Excerpts from a detection dataset:
────
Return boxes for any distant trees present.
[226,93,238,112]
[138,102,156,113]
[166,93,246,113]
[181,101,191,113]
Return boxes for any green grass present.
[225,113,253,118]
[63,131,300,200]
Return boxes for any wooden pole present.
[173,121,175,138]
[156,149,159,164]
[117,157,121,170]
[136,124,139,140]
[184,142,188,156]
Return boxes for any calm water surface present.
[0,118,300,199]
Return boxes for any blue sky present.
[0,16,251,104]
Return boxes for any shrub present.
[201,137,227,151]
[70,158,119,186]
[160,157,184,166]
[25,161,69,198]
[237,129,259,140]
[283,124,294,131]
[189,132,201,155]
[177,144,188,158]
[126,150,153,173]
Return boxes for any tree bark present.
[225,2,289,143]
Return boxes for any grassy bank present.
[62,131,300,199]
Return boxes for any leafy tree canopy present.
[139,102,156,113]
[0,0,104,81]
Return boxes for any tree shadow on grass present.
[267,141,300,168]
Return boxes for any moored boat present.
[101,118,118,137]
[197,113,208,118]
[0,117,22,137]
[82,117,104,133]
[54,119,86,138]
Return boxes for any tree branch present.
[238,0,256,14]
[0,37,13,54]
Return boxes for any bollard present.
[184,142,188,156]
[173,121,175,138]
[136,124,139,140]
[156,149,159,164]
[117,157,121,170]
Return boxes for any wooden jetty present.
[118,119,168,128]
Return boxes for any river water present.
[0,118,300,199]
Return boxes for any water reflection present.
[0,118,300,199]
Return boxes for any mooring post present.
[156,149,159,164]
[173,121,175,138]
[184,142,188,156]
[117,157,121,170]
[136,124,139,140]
────
(Short exercise):
Rewrite the listing from its first line through the line containing "[0,16,251,104]", inclusive, keeping the requests unchanged. Multiply every bounding-box coordinate by 1.5 and round each result to a whole number, with halves rounded up.

(Written solution):
Return boxes for any distant trees present.
[339,140,357,168]
[207,153,234,170]
[249,140,369,170]
[272,152,287,170]
Return boxes for any green grass present.
[338,170,380,177]
[95,197,450,300]
Return boxes for any wooden pole present.
[260,182,263,207]
[234,224,239,246]
[176,236,182,255]
[204,186,209,210]
[276,213,282,234]
Return boxes for any calm water surface present.
[0,177,450,299]
Return boxes for any blue sky present.
[0,24,377,156]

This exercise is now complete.